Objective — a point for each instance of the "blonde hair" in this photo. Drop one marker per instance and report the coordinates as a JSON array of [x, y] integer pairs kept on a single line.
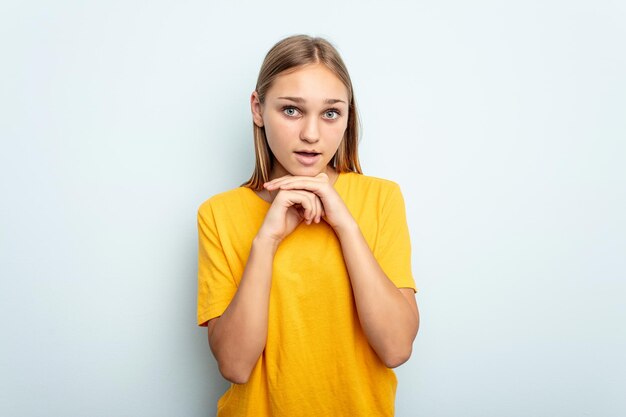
[[288, 54]]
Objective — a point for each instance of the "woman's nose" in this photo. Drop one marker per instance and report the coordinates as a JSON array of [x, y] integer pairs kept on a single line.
[[310, 131]]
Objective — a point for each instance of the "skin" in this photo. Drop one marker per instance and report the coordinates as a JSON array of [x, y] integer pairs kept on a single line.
[[313, 119]]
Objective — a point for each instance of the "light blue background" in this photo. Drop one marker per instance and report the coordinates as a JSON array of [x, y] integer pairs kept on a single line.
[[503, 122]]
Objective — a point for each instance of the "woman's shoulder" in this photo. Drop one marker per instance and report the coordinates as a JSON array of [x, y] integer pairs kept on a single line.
[[228, 200], [369, 183]]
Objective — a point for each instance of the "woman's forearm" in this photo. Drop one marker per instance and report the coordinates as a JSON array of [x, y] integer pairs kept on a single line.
[[389, 321], [237, 338]]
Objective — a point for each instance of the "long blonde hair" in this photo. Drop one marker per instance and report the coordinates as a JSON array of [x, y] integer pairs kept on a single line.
[[290, 53]]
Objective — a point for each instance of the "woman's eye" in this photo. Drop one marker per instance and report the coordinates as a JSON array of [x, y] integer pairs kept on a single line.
[[290, 111], [331, 114]]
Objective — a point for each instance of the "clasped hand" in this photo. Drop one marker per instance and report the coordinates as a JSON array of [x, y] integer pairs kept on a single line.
[[300, 198]]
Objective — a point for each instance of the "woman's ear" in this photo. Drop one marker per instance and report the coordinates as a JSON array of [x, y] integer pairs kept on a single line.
[[257, 109]]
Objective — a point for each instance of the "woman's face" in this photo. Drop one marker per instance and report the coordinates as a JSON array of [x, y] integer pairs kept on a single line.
[[305, 115]]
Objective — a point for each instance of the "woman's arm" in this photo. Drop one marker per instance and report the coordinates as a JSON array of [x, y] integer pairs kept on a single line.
[[388, 315], [237, 338]]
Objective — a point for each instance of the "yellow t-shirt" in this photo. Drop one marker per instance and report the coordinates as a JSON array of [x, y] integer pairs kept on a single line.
[[317, 361]]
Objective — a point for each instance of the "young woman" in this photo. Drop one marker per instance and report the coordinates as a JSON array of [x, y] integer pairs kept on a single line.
[[305, 279]]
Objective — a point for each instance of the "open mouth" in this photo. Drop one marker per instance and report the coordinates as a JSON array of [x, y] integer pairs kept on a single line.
[[307, 158]]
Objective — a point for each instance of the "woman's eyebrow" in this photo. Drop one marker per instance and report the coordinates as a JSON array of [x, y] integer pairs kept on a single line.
[[301, 100]]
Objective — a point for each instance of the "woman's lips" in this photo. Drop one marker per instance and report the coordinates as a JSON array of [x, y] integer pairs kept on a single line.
[[307, 158]]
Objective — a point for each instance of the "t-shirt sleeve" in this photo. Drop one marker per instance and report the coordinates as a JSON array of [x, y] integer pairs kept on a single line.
[[216, 285], [393, 248]]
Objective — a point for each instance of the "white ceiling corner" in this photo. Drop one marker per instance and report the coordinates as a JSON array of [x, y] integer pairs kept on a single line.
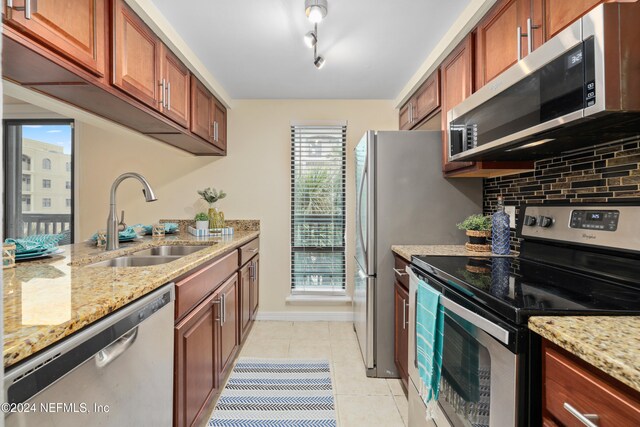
[[255, 48]]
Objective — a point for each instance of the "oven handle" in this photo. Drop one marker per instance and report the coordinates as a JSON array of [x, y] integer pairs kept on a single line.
[[476, 320]]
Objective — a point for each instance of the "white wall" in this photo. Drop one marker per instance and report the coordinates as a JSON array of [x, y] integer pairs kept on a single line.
[[255, 174]]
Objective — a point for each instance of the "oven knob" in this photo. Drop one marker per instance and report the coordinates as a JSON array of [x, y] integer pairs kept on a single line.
[[545, 221], [529, 220]]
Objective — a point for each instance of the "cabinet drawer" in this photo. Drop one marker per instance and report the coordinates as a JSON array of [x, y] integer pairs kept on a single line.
[[400, 265], [567, 382], [249, 250], [193, 288]]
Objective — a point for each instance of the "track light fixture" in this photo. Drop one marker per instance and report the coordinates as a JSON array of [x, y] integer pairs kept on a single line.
[[316, 10]]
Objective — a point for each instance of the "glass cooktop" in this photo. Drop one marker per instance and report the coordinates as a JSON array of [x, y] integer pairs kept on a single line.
[[517, 288]]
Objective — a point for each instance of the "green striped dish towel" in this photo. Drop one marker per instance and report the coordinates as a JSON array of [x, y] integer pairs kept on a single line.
━━━━━━
- **Exercise instructions**
Retype each line above exactly. Leave the images out.

- **Problem solution**
Objective — a point for each instance of the "blonde hair" in this photo. Drop one marker per instance and report the coordinates as a JSON array of [x, y] integer pairs kept on a single line.
[[288, 54]]
Objective — a point for each instance of the "woman's nose" in this photo. Drop one marker per instance and report the coordinates as a JSON array of [x, y] integer pairs kept on a single line.
[[310, 131]]
Objective — a point for each instance of the "skin" in this photo. Drop one marker per instance and report the coordinates as a JSON array of [x, y] integer pairs kept on a single line.
[[313, 119]]
Objective — a point for each instance of the "light blue background" in this photo. Drop one marker per instance and report the coordinates as a JSON array of [x, y] integer pairs kept on a single line.
[[503, 122]]
Objective — a point for each instance of the "woman's shoulder" in this photo. Drop one marker per instance and report the coordinates as a JSON array of [x, y] integer pairs kept on a single line.
[[228, 200], [369, 183]]
Objective — a point for each instance of the "woman's forearm" in this photo. Drop one marker per instance and report the coordinates as a JSON array of [x, y] integer pairs kept on a single line.
[[389, 321], [237, 338]]
Objective — a point for each instance of the "long blonde hair" in this photo. Drop one marker per instance and report the coordinates as a JSON array of [x, y] integer pairs kept on a single line.
[[290, 53]]
Objective — a point for each instance of the "woman's eye" in this photo. Drop one marker per instance and report the coordinates as a JSON array of [x, y] integer pairs kept on a single line.
[[290, 111], [331, 114]]
Objective — a point for each instance of the "clasped hand" in this photo. Drop one marker per instance and report the coordinates as a JSON array of [x, y] integer pairs kept on a single line.
[[300, 198]]
Objective — a point for each instance of the "woman's ear" in this photo. Drop one marker per instance and report the coordinates as a JSON array of [x, y] integer pairs kept on a single line.
[[257, 109]]
Objective — a point for each instance of the "woman's face" in this photo. Drop one marker per instance and report the coordinates as a JSON array of [x, y] integer pairs kept on a single line.
[[305, 115]]
Objective — a point for each instance of the "woman's arm" in this photo. Drop one marker per instance and report the coordinates as a JSON array of [x, y] integer pairs kept on a single line.
[[388, 315], [237, 338]]
Objective — a point for each instance of the "yellow t-shirt" in this photo. Drop one marker per instance and report the coordinates as a JSON array of [x, y] integer pairs kept on a single line.
[[317, 361]]
Objective — a point for each instance of the "young woman" in this photo. Drop one marker per instance and report the coordinates as a JSON array of [x, y] integer pairs kept on a single line.
[[305, 279]]
Objective — a point for each instance of the "open mouth" in this photo. Drop one marker per instance and report the coordinates as a JSON array of [x, y] integer pairs kept on a single line.
[[307, 158]]
Objective — a point for each instance of the "woman's eyebrow" in this photo. Drop one marker per instance and report the coordinates as a JSON array of [x, y] integer pairs kept on a single line.
[[301, 100]]
Objective — a point for each instance of the "woman's lips" in this photo. Drop one marker per instance and report the coordinates as a JSON array of [x, y] integer pairs kept on a single line.
[[307, 158]]
Objective — a point for each instance of the "t-shirt sleeve" in this photo. Drop one marker per instance and report the coordinates as a JSON array of [x, y] integer pairs kept on a single line.
[[216, 285], [393, 248]]
Objective — a point for each instance of the "white ceiling corner" in this photo. Drop one marker per instance and report the coordinates as a JSON array of [x, y] integer pairs kept on a single line.
[[255, 48]]
Objective — a point for each instance of the "oven handle" in this photo. Drop one marker per instance and report the coordinates as a JSON array of [x, y] integer pairs kept on a single line.
[[476, 320]]
Objective — a point for each instance of the "white wall" in this photo. Drop one marker per instance and report the coordinates as a JSON array of [x, y] integer pairs kept on a single line.
[[255, 174]]
Objective — a point for each instance of the "oven knob" in this photo. Drop one marker per instance and report the coordinates as a JSON array of [x, y] integer pairs kept on a single line.
[[545, 221], [529, 220]]
Objective — a point for each instance of the "cabinet drawer" in this photo. Drop one marker per instance and report the coordinates as a JSON array of [x, y] integer pairs kept on a single line.
[[400, 265], [567, 382], [249, 250], [193, 288]]
Objective — a point for each instance of the "track light fixture" in this photo. Drop one marker per instance and report the coordinates as a JSON array of [x, y] integer pairs kept on a single line.
[[316, 10]]
Objective — a point for each instance of the "glass cooktop" in this photo. Drop one marker per instance and report the coordinates as a JSON array of [x, y] integer pairs kept on a single line.
[[517, 288]]
Objective — a point for each instance of the "green striped dish towel" in this photo. Drop one marker per instance and report the coordinates as a JSON array of [x, y] integer pairs kept on a single line.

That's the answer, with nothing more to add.